• [Given instruction] Extract each line in the listing below that contains the string "paper". Match case exactly.

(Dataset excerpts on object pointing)
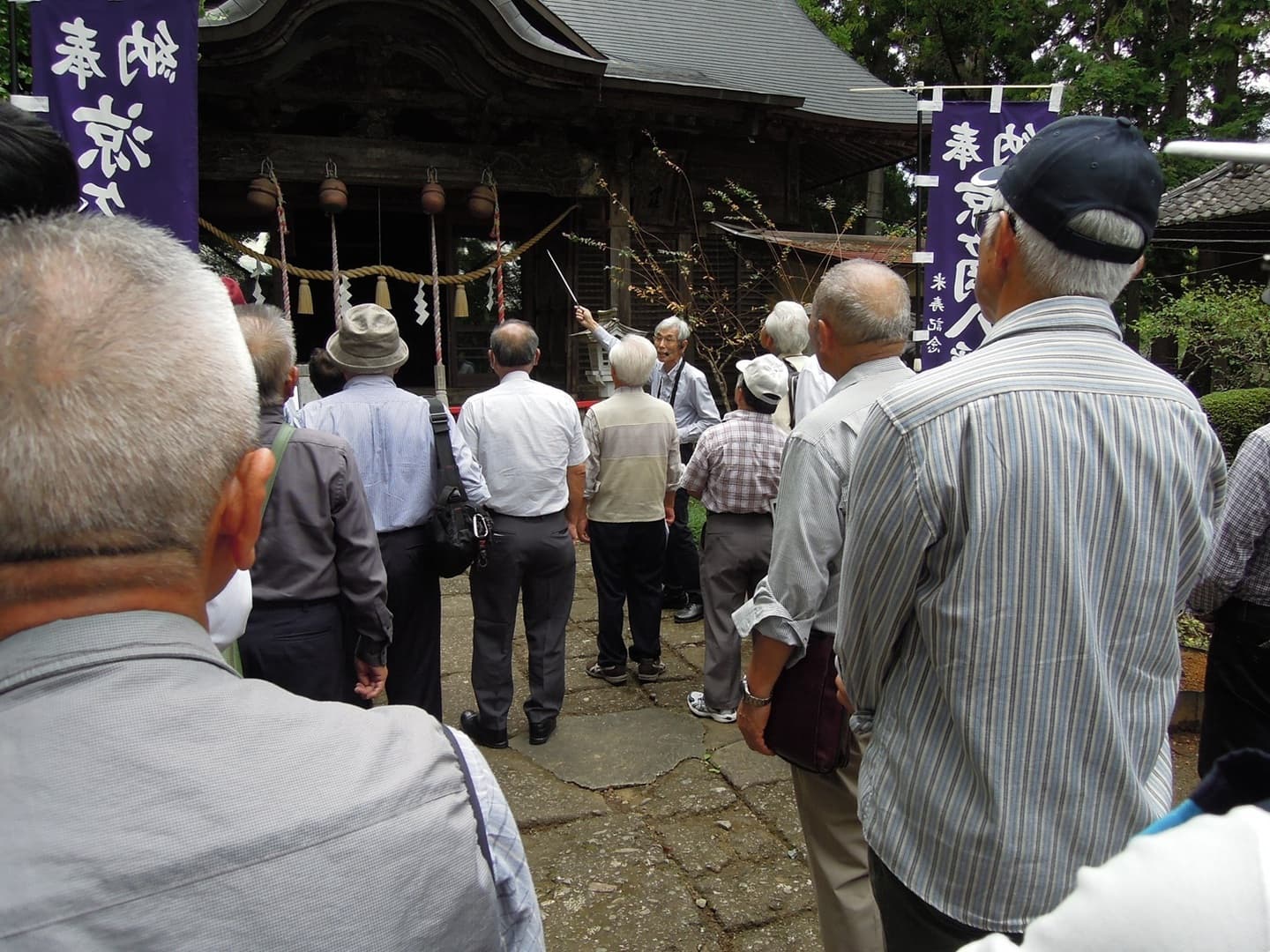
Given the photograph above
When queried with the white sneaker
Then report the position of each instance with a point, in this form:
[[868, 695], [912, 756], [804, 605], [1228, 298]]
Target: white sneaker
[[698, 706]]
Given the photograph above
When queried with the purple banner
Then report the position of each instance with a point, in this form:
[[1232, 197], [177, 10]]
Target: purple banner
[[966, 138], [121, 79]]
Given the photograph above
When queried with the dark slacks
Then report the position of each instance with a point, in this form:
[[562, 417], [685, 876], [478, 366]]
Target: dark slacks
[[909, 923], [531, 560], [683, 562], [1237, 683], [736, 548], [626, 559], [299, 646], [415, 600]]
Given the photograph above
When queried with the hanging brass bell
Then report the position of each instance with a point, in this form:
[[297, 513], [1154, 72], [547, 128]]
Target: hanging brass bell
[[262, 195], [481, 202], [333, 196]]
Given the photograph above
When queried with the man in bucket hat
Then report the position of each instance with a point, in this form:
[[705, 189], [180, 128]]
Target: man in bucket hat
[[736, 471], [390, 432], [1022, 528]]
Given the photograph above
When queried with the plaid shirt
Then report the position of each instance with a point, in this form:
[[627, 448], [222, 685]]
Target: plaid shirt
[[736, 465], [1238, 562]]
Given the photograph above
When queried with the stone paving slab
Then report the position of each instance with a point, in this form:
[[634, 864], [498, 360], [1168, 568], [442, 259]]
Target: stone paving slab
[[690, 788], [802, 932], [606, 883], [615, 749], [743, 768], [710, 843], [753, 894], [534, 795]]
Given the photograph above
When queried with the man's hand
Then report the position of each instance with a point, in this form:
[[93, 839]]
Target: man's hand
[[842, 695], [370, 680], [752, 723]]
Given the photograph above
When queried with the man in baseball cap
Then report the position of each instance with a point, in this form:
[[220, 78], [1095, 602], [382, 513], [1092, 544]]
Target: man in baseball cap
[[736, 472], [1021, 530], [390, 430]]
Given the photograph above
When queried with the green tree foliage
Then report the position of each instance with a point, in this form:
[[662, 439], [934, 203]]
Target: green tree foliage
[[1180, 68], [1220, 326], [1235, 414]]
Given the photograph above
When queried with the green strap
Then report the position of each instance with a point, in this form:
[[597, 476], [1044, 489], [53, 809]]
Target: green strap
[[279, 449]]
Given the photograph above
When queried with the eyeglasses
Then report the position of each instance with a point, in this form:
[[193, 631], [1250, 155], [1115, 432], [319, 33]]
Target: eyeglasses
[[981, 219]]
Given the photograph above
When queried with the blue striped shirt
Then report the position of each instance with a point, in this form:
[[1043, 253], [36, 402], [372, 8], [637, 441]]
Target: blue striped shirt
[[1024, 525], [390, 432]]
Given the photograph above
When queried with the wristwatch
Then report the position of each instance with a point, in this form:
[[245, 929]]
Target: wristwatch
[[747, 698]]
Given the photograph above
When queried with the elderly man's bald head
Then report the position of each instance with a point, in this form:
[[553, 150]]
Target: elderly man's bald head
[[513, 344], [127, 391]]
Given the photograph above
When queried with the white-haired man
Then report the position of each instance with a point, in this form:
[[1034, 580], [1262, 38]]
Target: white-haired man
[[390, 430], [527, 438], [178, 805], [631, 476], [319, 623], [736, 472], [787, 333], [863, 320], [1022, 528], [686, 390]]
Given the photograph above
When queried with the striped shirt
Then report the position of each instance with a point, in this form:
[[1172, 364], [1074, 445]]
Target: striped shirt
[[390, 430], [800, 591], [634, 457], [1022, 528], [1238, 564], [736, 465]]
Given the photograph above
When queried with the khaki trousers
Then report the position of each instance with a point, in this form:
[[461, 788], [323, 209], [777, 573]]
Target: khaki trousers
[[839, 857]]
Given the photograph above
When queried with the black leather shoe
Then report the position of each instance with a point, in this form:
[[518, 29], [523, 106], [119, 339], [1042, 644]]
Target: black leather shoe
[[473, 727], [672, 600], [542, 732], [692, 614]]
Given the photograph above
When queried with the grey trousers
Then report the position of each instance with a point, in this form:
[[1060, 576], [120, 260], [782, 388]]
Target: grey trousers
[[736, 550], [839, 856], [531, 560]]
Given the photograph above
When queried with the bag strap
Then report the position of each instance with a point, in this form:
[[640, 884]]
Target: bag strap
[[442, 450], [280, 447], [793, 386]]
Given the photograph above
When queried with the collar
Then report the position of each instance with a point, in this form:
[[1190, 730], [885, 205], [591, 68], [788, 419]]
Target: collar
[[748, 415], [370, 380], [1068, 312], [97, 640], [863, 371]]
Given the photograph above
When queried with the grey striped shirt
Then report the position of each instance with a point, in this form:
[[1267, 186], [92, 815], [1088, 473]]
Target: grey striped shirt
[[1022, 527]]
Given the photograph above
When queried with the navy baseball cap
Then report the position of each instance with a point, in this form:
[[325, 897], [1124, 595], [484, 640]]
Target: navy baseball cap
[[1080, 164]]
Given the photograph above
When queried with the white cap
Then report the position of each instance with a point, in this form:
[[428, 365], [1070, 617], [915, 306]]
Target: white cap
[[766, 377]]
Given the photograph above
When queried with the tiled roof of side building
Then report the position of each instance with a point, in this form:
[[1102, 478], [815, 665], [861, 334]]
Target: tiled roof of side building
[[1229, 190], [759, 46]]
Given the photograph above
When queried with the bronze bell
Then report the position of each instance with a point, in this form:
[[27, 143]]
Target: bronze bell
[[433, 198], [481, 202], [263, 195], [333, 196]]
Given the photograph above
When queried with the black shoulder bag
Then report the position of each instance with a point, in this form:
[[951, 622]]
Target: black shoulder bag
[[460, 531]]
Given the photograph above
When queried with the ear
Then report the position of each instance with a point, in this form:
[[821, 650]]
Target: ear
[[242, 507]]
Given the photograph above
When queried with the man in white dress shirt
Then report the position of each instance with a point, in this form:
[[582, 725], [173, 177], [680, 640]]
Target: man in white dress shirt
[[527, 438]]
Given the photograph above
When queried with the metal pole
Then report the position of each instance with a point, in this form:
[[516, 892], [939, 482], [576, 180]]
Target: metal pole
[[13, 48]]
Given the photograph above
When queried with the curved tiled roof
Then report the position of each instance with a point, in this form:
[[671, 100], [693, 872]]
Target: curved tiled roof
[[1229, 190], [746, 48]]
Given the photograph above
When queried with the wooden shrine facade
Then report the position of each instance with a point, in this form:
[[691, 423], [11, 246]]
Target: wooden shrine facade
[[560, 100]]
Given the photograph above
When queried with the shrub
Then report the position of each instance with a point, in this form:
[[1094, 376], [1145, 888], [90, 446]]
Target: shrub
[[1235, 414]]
==
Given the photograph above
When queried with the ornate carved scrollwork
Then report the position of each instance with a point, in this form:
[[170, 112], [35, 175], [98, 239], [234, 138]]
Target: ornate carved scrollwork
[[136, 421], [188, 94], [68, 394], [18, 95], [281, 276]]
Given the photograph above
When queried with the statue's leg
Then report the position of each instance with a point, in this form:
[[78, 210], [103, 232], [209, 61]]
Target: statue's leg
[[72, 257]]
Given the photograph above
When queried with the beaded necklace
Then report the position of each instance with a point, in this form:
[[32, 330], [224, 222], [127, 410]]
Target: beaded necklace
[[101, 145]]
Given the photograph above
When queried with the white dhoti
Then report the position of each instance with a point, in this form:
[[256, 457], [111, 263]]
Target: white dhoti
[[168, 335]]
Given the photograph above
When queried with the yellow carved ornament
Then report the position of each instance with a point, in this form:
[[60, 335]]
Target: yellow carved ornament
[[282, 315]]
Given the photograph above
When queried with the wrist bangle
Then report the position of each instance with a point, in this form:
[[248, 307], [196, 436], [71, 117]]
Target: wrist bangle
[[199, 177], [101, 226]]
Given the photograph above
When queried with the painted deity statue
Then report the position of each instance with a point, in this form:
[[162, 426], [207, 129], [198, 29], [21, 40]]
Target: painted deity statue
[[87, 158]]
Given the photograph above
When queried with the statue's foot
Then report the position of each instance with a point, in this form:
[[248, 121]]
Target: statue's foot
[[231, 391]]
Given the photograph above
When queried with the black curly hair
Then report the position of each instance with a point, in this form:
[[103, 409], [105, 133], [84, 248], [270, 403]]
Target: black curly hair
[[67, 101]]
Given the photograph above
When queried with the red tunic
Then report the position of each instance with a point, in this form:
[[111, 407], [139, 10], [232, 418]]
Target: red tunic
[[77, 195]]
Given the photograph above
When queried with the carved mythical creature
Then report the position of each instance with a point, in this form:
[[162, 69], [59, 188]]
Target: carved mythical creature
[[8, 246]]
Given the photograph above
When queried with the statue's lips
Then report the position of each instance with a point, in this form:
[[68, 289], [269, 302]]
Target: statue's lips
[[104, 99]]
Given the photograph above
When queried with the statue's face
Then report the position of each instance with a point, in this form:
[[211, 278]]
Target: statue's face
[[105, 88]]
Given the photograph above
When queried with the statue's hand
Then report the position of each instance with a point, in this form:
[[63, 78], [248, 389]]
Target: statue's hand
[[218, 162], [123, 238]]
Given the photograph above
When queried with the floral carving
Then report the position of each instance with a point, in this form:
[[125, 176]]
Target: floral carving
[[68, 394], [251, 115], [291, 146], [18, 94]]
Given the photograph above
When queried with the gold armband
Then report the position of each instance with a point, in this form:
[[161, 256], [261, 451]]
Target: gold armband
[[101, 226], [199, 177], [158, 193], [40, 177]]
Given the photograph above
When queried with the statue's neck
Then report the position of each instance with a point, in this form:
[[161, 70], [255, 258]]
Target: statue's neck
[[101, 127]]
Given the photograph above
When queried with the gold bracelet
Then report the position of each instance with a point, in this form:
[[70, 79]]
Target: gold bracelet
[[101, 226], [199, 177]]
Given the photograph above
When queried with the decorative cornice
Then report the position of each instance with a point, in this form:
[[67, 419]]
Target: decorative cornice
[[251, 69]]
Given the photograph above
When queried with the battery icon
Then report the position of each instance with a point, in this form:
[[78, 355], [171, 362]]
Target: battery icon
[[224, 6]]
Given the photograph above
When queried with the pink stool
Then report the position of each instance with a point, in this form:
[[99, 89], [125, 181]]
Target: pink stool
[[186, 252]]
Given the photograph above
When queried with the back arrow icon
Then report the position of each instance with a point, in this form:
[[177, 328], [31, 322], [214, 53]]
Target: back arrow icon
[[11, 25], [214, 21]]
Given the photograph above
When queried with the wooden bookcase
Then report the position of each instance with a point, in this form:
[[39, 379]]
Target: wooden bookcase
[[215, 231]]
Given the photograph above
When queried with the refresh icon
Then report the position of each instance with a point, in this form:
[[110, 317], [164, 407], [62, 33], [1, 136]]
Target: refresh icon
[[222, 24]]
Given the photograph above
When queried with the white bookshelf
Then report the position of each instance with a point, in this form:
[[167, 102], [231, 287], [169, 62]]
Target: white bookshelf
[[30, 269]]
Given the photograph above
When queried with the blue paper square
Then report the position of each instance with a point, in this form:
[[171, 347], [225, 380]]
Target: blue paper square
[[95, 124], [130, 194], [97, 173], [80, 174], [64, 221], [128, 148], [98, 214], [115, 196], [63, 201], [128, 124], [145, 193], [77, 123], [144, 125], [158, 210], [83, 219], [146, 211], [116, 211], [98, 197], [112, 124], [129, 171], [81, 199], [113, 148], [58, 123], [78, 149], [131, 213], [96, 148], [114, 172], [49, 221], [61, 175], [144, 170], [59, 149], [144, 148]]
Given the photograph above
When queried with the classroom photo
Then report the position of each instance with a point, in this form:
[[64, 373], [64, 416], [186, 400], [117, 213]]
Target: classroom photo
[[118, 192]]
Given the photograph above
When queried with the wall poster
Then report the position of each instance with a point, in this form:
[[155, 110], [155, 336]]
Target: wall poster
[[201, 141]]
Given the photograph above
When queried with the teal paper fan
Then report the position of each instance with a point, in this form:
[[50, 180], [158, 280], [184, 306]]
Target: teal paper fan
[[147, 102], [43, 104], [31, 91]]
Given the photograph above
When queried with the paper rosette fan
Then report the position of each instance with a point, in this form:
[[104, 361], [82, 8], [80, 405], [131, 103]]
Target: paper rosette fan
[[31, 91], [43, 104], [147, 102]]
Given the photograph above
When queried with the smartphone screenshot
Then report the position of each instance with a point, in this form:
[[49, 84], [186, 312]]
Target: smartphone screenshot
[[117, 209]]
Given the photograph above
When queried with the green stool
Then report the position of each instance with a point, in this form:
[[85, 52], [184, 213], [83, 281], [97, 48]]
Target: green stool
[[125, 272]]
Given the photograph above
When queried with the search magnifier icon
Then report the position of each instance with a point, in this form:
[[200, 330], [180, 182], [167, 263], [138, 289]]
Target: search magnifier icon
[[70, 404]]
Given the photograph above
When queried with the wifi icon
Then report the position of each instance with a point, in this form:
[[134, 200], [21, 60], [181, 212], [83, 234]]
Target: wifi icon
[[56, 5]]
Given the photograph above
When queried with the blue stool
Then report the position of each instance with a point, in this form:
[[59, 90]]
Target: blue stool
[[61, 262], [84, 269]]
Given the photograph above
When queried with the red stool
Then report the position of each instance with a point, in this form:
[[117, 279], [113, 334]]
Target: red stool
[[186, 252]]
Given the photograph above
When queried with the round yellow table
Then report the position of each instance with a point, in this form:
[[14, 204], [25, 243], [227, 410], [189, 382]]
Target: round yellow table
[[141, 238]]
==
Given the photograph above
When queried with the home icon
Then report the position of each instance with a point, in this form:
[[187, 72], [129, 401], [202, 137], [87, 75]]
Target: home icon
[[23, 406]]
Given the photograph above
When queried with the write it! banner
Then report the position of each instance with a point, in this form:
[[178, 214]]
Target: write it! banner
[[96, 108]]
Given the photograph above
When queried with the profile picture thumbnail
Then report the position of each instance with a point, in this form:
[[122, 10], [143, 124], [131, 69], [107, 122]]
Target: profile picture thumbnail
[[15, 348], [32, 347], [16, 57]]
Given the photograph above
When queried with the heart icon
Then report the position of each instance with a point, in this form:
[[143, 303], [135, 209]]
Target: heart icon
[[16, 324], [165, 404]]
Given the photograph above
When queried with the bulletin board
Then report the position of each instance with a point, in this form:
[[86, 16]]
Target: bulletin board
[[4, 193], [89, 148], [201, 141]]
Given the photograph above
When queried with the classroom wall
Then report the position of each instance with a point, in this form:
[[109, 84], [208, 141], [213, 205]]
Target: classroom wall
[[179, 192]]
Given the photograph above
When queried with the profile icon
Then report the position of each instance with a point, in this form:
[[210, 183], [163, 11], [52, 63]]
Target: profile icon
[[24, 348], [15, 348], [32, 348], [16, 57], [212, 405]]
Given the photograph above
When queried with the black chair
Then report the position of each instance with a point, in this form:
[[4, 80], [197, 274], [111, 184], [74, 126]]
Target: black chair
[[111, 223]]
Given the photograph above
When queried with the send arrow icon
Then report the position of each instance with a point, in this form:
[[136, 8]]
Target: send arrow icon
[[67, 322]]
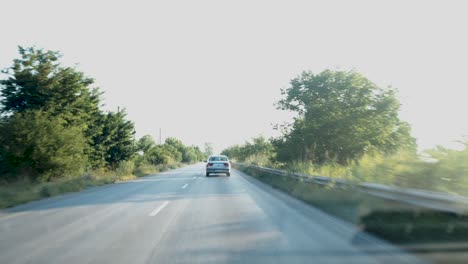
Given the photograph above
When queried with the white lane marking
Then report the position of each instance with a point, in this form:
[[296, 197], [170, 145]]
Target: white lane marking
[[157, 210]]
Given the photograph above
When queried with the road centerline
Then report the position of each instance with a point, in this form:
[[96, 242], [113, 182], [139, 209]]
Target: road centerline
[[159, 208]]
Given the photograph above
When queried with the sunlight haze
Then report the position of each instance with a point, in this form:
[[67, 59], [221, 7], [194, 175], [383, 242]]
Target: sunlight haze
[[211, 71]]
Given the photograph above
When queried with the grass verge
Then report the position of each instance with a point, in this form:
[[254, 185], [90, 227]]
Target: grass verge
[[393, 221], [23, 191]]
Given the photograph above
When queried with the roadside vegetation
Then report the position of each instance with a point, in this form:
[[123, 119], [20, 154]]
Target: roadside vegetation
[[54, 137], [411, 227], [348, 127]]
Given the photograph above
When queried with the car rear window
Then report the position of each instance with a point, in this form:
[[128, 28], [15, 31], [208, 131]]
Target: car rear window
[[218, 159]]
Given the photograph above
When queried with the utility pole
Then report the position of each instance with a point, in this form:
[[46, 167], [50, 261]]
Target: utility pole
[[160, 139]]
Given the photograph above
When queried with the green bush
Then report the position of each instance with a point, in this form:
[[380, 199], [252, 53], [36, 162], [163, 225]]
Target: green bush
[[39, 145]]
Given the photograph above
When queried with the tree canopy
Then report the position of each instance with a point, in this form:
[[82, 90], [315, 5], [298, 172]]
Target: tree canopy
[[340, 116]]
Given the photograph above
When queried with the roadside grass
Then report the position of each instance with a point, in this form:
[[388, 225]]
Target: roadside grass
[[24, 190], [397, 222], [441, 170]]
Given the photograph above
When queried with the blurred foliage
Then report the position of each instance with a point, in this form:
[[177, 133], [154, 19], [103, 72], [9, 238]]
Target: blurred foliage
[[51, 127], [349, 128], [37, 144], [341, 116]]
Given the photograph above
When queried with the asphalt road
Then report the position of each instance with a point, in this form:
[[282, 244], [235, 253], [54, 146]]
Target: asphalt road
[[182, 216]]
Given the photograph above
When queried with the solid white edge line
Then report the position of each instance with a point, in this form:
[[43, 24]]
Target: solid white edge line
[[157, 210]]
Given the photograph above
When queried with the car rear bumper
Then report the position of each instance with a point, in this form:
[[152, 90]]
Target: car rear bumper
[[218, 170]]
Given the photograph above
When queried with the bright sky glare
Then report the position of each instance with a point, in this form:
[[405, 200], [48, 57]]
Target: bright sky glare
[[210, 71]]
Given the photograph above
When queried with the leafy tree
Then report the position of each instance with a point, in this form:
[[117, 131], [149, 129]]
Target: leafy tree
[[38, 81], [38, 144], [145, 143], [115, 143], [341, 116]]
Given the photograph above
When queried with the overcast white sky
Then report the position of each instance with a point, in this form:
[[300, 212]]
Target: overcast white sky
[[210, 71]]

• [Output of the task]
When queried with the blue paper square
Target: blue paper square
When queried with the teal paper fan
Target: teal paper fan
When queried with the paper rosette fan
Target: paper rosette fan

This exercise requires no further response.